(Data extracted from a collection)

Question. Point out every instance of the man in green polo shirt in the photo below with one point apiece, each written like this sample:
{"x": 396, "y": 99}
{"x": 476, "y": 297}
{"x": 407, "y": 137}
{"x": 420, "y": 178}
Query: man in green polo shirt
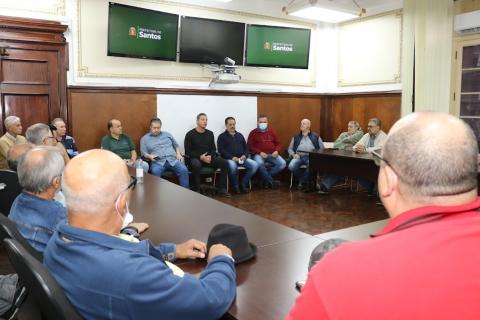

▶ _WHAT YOU NEED TO DO_:
How many lines of the entries above hold the string "shirt"? Reply with the number alone.

▶ _SOLUTION BELOW_:
2